* Extracted entries:
((

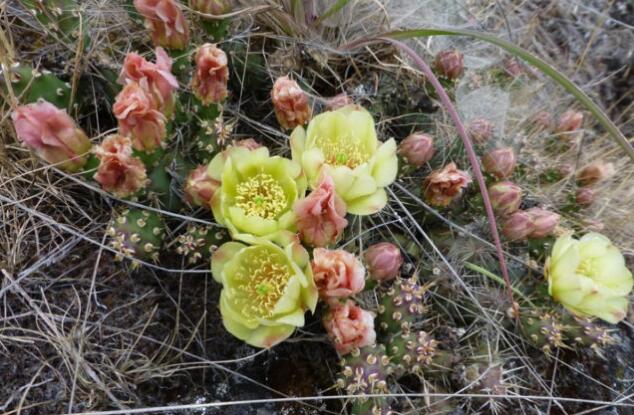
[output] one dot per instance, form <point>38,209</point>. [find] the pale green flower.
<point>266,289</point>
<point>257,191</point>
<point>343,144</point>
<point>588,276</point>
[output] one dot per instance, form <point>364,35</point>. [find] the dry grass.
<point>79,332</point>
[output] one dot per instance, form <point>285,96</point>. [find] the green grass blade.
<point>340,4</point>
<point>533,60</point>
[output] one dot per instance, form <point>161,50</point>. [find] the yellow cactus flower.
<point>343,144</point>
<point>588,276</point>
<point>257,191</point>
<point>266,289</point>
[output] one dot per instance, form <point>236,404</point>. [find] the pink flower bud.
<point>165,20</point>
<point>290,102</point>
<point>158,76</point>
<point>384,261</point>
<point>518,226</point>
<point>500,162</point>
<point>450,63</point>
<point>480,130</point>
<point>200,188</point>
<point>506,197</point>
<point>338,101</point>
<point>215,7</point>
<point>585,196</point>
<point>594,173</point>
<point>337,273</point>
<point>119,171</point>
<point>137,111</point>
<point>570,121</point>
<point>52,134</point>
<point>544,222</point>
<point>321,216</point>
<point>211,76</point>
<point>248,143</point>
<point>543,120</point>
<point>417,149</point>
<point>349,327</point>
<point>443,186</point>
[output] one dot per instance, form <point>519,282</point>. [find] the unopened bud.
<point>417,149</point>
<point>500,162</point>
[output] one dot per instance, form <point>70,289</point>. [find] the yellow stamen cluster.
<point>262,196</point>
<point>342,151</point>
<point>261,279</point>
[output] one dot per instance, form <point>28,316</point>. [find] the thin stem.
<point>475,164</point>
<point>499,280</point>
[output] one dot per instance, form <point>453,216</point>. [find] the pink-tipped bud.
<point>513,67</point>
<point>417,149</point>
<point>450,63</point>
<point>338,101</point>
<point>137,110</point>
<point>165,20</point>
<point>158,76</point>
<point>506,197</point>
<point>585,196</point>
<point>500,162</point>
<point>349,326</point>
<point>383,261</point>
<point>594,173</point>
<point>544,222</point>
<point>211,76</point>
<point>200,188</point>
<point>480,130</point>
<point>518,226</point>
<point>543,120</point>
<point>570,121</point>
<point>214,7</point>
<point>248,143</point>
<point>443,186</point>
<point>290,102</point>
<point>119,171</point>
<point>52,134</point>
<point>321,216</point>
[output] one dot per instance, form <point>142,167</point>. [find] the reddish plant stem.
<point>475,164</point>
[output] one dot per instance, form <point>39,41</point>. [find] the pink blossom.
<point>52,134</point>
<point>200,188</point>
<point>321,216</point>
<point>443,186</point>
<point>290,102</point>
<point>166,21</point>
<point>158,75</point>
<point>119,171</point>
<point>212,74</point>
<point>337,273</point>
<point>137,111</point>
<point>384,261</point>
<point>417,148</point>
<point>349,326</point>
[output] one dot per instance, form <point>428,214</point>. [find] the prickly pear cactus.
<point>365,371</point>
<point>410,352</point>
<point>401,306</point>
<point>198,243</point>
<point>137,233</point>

))
((

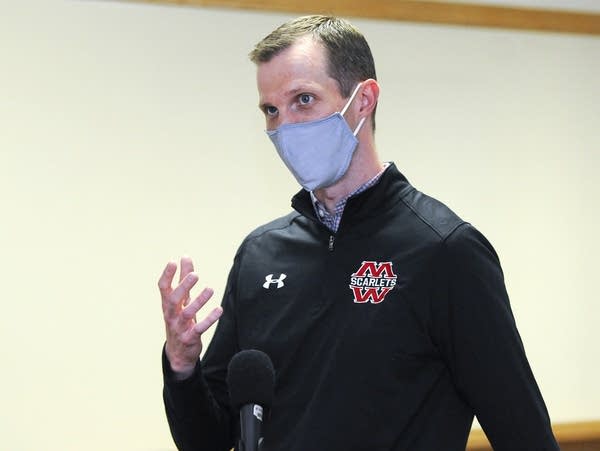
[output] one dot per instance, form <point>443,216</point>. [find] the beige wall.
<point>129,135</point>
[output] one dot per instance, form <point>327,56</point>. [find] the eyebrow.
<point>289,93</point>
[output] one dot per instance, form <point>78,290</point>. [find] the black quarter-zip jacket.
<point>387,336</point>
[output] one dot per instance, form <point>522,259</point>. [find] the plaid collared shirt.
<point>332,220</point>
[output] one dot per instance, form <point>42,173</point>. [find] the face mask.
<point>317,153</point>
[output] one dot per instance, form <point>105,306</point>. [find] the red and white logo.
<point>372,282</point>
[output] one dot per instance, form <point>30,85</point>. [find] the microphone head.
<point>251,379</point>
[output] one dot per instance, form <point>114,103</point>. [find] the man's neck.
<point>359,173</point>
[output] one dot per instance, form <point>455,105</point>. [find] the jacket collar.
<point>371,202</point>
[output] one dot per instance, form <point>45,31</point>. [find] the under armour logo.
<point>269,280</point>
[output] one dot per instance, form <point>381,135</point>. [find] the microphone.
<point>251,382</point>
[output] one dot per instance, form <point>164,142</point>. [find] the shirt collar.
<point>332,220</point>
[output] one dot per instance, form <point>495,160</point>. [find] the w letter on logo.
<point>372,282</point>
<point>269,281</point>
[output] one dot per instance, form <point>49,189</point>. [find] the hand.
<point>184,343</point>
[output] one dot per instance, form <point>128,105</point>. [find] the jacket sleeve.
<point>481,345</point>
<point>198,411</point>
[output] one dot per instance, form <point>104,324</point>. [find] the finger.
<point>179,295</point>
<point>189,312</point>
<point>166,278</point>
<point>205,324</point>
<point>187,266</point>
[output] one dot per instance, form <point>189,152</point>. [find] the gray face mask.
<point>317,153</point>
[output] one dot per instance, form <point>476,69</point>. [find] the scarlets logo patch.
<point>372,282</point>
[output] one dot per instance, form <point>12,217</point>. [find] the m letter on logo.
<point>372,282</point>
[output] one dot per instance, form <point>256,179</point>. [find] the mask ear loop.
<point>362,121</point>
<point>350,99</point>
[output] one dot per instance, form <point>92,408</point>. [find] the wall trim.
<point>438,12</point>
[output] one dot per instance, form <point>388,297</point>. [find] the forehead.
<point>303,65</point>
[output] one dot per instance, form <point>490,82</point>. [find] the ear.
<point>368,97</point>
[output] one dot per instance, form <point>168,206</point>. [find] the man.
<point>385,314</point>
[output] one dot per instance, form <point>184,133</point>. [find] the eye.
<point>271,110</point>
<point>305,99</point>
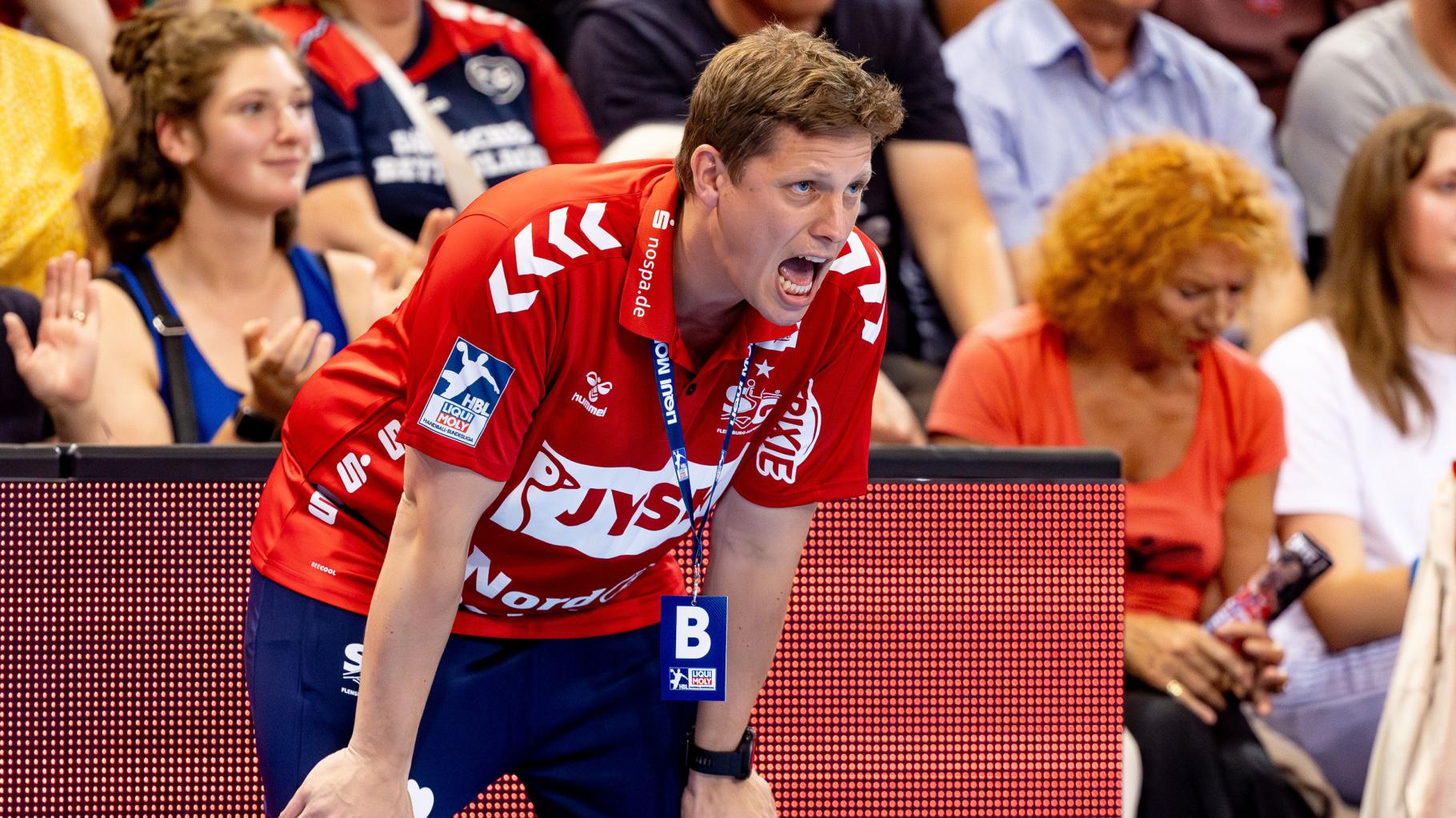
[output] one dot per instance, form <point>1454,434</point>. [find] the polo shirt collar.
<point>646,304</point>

))
((

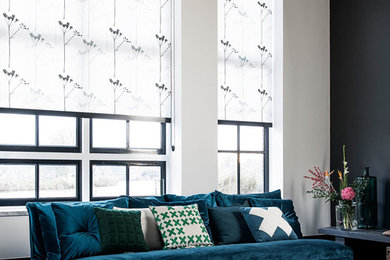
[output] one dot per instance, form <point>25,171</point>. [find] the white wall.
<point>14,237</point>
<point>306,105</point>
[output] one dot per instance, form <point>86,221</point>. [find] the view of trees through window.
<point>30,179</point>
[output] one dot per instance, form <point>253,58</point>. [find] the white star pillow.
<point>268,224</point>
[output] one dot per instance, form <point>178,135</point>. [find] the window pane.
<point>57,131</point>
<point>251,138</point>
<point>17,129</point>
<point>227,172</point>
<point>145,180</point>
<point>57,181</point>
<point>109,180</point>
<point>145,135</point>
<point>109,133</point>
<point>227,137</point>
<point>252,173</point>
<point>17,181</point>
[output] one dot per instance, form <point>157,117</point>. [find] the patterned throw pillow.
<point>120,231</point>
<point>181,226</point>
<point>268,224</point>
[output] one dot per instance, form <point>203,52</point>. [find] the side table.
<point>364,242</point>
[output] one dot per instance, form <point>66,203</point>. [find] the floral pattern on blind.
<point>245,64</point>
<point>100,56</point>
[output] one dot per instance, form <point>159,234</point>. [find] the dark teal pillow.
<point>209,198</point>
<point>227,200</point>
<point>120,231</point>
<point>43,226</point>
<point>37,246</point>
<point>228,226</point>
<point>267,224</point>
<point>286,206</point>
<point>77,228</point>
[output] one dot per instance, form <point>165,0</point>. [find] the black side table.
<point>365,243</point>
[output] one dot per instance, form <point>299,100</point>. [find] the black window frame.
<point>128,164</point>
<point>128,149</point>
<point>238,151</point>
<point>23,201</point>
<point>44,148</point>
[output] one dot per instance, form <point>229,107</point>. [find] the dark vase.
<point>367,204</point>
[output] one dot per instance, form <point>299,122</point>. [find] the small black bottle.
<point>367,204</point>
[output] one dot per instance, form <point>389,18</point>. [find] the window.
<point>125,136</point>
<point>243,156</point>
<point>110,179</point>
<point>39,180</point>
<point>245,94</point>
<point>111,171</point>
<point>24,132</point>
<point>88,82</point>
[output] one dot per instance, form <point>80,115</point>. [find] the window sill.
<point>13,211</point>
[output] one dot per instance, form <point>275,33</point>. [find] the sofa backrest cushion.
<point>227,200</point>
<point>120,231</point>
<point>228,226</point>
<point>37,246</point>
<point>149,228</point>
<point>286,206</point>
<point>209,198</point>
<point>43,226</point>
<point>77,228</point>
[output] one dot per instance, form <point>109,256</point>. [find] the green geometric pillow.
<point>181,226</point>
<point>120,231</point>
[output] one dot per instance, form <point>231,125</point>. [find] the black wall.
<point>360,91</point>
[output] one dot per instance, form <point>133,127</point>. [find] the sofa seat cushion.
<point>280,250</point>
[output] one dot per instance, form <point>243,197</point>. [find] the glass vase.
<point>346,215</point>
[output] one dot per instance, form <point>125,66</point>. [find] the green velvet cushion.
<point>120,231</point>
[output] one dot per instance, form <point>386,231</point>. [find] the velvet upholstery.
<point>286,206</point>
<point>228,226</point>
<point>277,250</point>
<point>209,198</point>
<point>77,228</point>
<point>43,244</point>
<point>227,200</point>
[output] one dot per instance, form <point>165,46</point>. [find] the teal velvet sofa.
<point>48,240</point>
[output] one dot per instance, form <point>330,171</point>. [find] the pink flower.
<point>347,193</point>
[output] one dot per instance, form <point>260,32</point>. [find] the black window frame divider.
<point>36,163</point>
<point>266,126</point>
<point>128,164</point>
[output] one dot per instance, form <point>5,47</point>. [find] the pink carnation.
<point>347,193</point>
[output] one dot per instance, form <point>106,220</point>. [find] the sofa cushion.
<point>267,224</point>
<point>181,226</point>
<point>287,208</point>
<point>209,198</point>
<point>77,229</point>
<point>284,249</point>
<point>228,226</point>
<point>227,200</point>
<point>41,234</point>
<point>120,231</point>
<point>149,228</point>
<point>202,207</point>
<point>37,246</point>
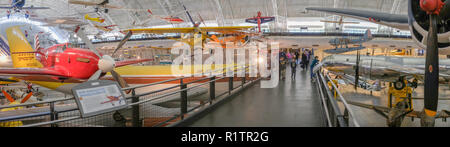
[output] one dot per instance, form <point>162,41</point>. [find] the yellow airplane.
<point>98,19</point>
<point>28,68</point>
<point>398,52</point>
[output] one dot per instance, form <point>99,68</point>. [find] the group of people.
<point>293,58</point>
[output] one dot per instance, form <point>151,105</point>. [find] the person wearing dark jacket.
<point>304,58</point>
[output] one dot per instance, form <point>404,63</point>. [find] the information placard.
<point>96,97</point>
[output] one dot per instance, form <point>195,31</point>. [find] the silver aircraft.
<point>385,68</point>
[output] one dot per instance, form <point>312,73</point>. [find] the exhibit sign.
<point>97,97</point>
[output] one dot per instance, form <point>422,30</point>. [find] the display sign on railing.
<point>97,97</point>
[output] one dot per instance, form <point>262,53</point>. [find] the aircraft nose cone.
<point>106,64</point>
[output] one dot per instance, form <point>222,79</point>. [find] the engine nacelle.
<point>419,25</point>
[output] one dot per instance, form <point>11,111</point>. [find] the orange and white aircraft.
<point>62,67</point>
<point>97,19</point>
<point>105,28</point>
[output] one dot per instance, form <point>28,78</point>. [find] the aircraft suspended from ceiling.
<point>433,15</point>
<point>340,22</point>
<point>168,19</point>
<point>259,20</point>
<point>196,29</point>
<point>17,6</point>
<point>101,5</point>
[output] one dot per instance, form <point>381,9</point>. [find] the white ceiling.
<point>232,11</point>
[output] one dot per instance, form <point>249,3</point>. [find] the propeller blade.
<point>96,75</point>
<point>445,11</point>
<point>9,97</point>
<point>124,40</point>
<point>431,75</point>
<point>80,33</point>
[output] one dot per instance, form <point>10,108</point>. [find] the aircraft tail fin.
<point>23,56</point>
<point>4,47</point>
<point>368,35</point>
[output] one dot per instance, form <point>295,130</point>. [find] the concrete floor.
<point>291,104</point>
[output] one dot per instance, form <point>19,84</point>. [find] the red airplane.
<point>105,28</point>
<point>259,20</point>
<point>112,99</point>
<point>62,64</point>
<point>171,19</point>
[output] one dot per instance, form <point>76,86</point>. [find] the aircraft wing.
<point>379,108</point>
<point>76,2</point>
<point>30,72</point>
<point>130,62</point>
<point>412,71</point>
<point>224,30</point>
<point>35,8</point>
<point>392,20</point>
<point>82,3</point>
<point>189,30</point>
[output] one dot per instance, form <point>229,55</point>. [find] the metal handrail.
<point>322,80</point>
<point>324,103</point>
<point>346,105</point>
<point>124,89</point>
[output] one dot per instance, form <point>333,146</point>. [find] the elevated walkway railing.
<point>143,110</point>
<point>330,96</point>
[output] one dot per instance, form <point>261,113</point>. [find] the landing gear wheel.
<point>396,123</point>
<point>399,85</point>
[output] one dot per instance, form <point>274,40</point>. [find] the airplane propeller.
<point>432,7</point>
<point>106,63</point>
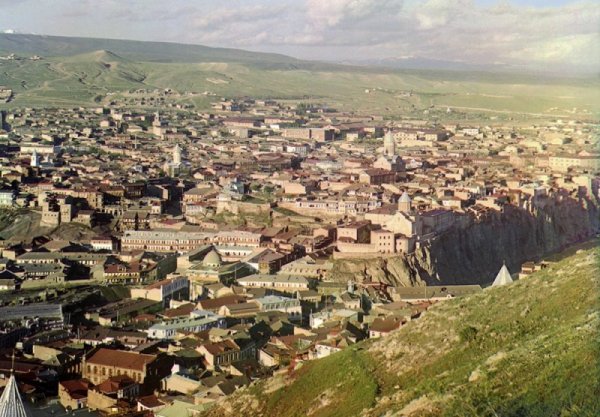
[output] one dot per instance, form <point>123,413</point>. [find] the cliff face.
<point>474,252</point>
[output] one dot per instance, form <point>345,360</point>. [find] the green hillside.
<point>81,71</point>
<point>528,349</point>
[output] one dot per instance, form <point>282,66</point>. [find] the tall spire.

))

* Problem details: Quote the rows from the line with "[output] one dot per instance, form <point>381,9</point>." up to and including the line with "[output] one dot per instance, form <point>282,66</point>.", word for word, and leave the pictures out.

* Solution to this exercise:
[output] one dot per instance, form <point>381,9</point>. [find] the white ceiling.
<point>232,11</point>
[output] one dot per instance, form <point>249,3</point>. [find] the propeller blade.
<point>96,75</point>
<point>445,11</point>
<point>9,97</point>
<point>124,40</point>
<point>431,75</point>
<point>80,33</point>
[output] one dot per instance, form <point>10,108</point>. [find] the aircraft tail fin.
<point>23,56</point>
<point>4,47</point>
<point>368,35</point>
[output] one dot per instance, form <point>295,130</point>. [find] the concrete floor.
<point>291,104</point>
[output] one dot per instance, form <point>19,84</point>. [find] the red airplane.
<point>105,28</point>
<point>259,20</point>
<point>112,99</point>
<point>62,64</point>
<point>171,19</point>
[output] one dot per instance, form <point>76,86</point>. [find] the aircraft wing.
<point>379,108</point>
<point>76,2</point>
<point>30,72</point>
<point>130,62</point>
<point>412,71</point>
<point>224,30</point>
<point>35,8</point>
<point>392,20</point>
<point>82,3</point>
<point>189,30</point>
[output] one dot per instance, form <point>229,55</point>. [find] the metal handrail.
<point>322,80</point>
<point>324,103</point>
<point>346,105</point>
<point>124,89</point>
[output] one dot per instance, form <point>333,146</point>. [find] the elevated walkway railing.
<point>143,110</point>
<point>330,96</point>
[output] one dot per instance, form <point>261,113</point>. [find] the landing gear wheel.
<point>396,123</point>
<point>399,85</point>
[output] one dot per instance, form <point>274,40</point>. [find] the airplane propeller.
<point>432,7</point>
<point>106,63</point>
[output] one dot per instance, form <point>123,413</point>. [find] the cliff face.
<point>474,252</point>
[output] one dot per instance, form <point>345,360</point>. [find] the green hillside.
<point>81,71</point>
<point>528,349</point>
[output] one dot per instance, form <point>282,66</point>. [find] the tall spire.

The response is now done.